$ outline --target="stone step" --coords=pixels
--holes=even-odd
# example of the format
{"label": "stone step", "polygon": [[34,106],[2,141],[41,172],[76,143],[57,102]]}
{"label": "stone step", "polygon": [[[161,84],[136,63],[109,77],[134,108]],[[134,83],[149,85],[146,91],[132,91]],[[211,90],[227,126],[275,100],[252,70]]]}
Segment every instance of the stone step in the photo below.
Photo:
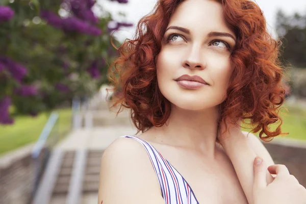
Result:
{"label": "stone step", "polygon": [[86,174],[99,174],[100,173],[100,166],[87,167],[85,170]]}
{"label": "stone step", "polygon": [[99,182],[99,174],[85,175],[83,182],[84,183],[91,182]]}
{"label": "stone step", "polygon": [[98,192],[99,182],[84,183],[83,184],[83,193],[89,192]]}
{"label": "stone step", "polygon": [[88,158],[87,166],[88,167],[98,166],[101,165],[100,158]]}
{"label": "stone step", "polygon": [[56,185],[53,190],[53,195],[67,194],[69,185]]}

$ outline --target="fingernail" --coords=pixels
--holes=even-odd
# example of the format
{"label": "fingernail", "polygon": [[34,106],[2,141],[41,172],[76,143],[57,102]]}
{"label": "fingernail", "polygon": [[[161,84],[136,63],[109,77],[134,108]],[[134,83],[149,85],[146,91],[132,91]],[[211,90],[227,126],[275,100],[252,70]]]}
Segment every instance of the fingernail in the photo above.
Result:
{"label": "fingernail", "polygon": [[256,157],[255,158],[255,161],[254,161],[255,165],[258,165],[259,164],[261,164],[262,162],[263,162],[263,159],[261,158],[260,158],[259,157]]}

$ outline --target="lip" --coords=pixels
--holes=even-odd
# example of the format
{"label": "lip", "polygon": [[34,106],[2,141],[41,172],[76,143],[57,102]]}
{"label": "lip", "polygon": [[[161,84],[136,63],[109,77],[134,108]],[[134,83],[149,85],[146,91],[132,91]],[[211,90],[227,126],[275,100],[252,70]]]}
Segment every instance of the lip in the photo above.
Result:
{"label": "lip", "polygon": [[188,74],[184,74],[175,80],[175,81],[189,81],[190,82],[196,82],[207,85],[209,85],[209,84],[202,78],[196,75],[194,76],[190,76]]}

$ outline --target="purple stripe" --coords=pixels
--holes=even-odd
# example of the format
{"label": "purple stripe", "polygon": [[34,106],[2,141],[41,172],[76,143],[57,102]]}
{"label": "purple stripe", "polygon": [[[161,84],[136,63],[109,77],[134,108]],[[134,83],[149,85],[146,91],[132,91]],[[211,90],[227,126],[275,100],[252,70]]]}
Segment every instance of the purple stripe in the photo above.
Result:
{"label": "purple stripe", "polygon": [[[148,143],[145,140],[143,140],[143,142],[145,142],[146,144],[147,144],[150,147],[150,148],[152,149],[152,150],[153,151],[154,151],[154,150],[155,150],[155,151],[156,151],[157,152],[157,154],[158,154],[158,151],[157,150],[156,150],[156,149],[155,148],[155,147],[154,147],[153,146],[151,145],[150,144]],[[156,157],[156,152],[154,152],[154,156],[155,156],[155,157]],[[167,170],[168,170],[168,171],[169,171],[169,173],[170,174],[170,175],[171,176],[171,179],[172,180],[172,182],[173,183],[173,186],[174,186],[174,188],[175,188],[174,181],[173,181],[173,178],[172,177],[172,175],[171,174],[171,172],[170,172],[170,170],[169,170],[169,169],[167,167],[167,165],[165,163],[165,161],[164,161],[164,160],[163,160],[163,159],[161,158],[161,157],[160,156],[159,156],[159,157],[161,157],[161,159],[163,161],[163,162],[164,163],[164,164],[165,164],[165,166],[166,167],[166,168],[167,169]],[[160,160],[159,160],[159,161],[160,161]],[[167,175],[166,175],[166,180],[167,180],[167,183],[169,184],[168,182],[168,178],[167,178]],[[169,184],[168,184],[167,186],[168,186],[168,192],[169,192],[169,195],[169,195],[169,202],[171,203],[171,194],[170,194],[170,188],[169,188]],[[174,191],[175,192],[175,198],[176,199],[176,202],[177,202],[177,198],[176,198],[176,197],[177,197],[176,196],[176,191],[175,190]]]}
{"label": "purple stripe", "polygon": [[[173,169],[173,168],[172,167],[172,165],[171,165],[171,164],[170,164],[170,163],[169,163],[169,162],[168,161],[167,161],[167,160],[166,160],[166,159],[165,159],[165,160],[166,160],[166,162],[167,162],[167,163],[168,163],[168,164],[169,164],[169,166],[170,166],[170,167],[172,169],[172,170],[173,172],[173,174],[174,174],[174,176],[175,176],[175,178],[176,178],[176,181],[177,181],[177,186],[178,187],[178,192],[180,193],[180,197],[181,197],[181,200],[182,200],[182,202],[183,202],[183,199],[182,199],[182,193],[181,193],[181,188],[180,187],[180,182],[178,182],[178,180],[177,179],[177,177],[176,177],[176,173],[175,172],[175,171],[176,171],[176,169]],[[180,175],[181,175],[181,178],[183,180],[183,183],[184,184],[184,179],[183,178],[183,176],[182,176],[182,175],[180,174]]]}
{"label": "purple stripe", "polygon": [[[144,143],[146,143],[146,142],[144,140],[143,140],[141,139],[138,138],[136,137],[132,137],[132,136],[126,136],[126,137],[128,137],[130,138],[134,139],[134,140],[135,140],[136,141],[138,141],[138,142],[140,142],[143,145],[143,146],[145,148],[145,149],[147,151],[147,148],[146,148],[146,147],[145,146],[145,144]],[[138,139],[139,140],[139,141],[138,141]],[[156,160],[156,163],[157,164],[157,166],[158,166],[158,170],[159,170],[159,173],[160,173],[160,175],[161,175],[161,181],[160,181],[159,177],[158,176],[158,175],[157,175],[157,178],[158,178],[159,182],[161,182],[161,182],[162,182],[162,185],[161,185],[161,190],[162,191],[162,194],[163,195],[163,197],[164,197],[164,195],[166,195],[166,192],[165,192],[165,189],[164,188],[164,183],[163,182],[163,176],[162,176],[162,174],[161,174],[161,171],[160,171],[160,169],[159,168],[159,165],[158,164],[159,161],[158,161],[158,160],[157,159],[157,158],[156,158],[156,155],[155,155],[155,153],[154,152],[154,151],[153,150],[153,149],[152,149],[152,148],[149,145],[148,145],[148,146],[150,147],[150,148],[151,149],[151,150],[152,150],[152,151],[153,152],[153,155],[154,155],[154,157],[155,157],[155,160]],[[150,160],[151,160],[151,161],[152,161],[152,159],[151,158],[151,156],[150,155],[150,154],[148,154],[148,155],[149,156],[149,158],[150,158]],[[154,169],[155,169],[155,166],[154,166],[155,165],[155,163],[154,162],[152,162],[152,163],[154,164]],[[166,178],[167,178],[167,176],[166,176]],[[160,186],[161,186],[161,183],[160,183]],[[165,186],[167,186],[167,185],[165,185]],[[167,188],[167,187],[166,188]],[[168,190],[169,190],[169,186],[168,186]],[[164,197],[164,199],[165,199],[165,198]]]}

• _GOAL_
Return each line from the records above that contains the word "outline". Only count matches with the same uppercase and lowercase letters.

• _SOLVED PROBLEM_
$ outline --target="stone step" --coords=pixels
$ outline --target="fingernail" --coords=pixels
$ outline --target="lip" --coords=pixels
$ outline --target="purple stripe" --coords=pixels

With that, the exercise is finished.